▶ **TASK LIST**:
a. Answer these from the Haiti article, please:
(i) How many former soldiers does Ravix claim to command?
(ii) How many people were hospitalized after the stampede at the police academy?
(iii) Who is Haiti's justice minister?
b. Extend the Haiti article with a few more paragraphs that pick up after its last sentence.

EXCERPT PROVIDED START

Haiti’s interim government will allow many former soldiers who drove out its elected president to become police, but a rebel leader said on Tuesday his men would revive the disbanded army instead.


“We are the Haitian army and we exist,” said ex-army Colonel Remissainthe Ravix, who fought alongside rebel chiefs Guy Philippe and Louis Jodel Chamblain during an uprising in February that sent President Jean-Bertrand Aristide into exile.


Ravix, who claims to command 1,681 former soldiers, told Reuters that none of his men would join the police.


“We are a constitutional force just like them,” he said, surrounded by heavily armed men in camouflage uniforms.


A man hoping to join the Haitian National Police was killed on Tuesday and many were hurt in a stampede as thousands of Haitians sought jobs with the force, a police academy official said.


Gerry Prophete, 23, was crushed to death, said Jean Yonel Trecil, inspector general of the police academy in Port-au-Prince.


Eight people were hospitalized with injuries, many more were hurt and recruiting was temporarily suspended, he said.


The stampede occurred a day after Haitian authorities began recruiting police to fill a security gap that has worsened since Aristide’s departure.


“The crime rate has increased. It is a fact. But the problem is that the police don’t have enough numbers,” Justice Minister Bernard Gousse said.

EXCERPT PROVIDED END
INPUT DATA START

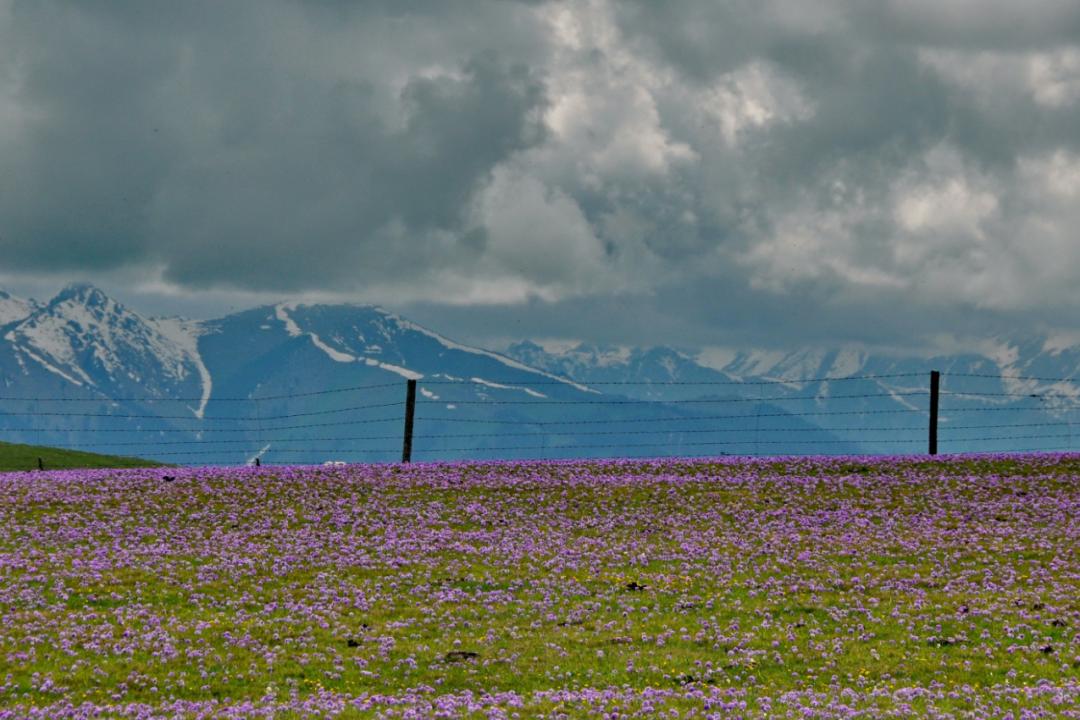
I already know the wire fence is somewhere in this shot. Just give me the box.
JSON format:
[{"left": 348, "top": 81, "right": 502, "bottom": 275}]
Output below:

INPUT DATA END

▶ **PER-TASK OUTPUTS**:
a.
(i) 1,681
(ii) Eight
(iii) Bernard Gousse

b.
Haiti had about 3,500 policemen before the uprising. But many fled the country or abandoned their posts in fear of their lives during the revolt. Others have been fired by the interim authorities.


Gousse said some 20,000 officers would be needed to police Haiti, which now has just 2,000 police for 8 million people.


Haiti’s military overthrew Aristide, the Caribbean nation’s first democratically elected president, shortly after he took office in 1991. Aristide disbanded the army after he was returned to power by a U.S.-led military invasion in 1994.


He began serving a second five-year term in 2001 but was driven into exile on February 29 amid the uprising led by rebels, many of them former soldiers. More than 200 people were killed during the uprising.


Haiti is tentatively set to hold elections next year. The interim government has said it will leave it up to the next government to decide the fate of the army.


The United States, which pressured Aristide to step down in February, has urged Haiti not to revive its army, which has a long history of launching coups.


Ravix said the United States has no right to interfere “with our efforts to take back possession of our barracks.”


U.N. Secretary-General Kofi Annan said in a report to the Security Council that stabilizing Haiti will require a U.N. peacekeeping mission of more than 8,000 troops and civilian police over the next two years.


Ravix said Aristide’s decision to dismantle the army was unconstitutional and called on interim authorities to pay the former soldiers 10 years’ back salary.


“They have to pay us because the army never ceased to exist,” said Ravix.


The interim government said it would let rebel ex-soldiers into the police force, but would screen them to determine if they had been involved in serious human rights abuses.


Thousands of people lined up in front of the police academy’s gate all day on Monday and on Tuesday trying to register to fill 800 open slots.


Some said they want to become police officers to serve their country. Others said they had no alternative.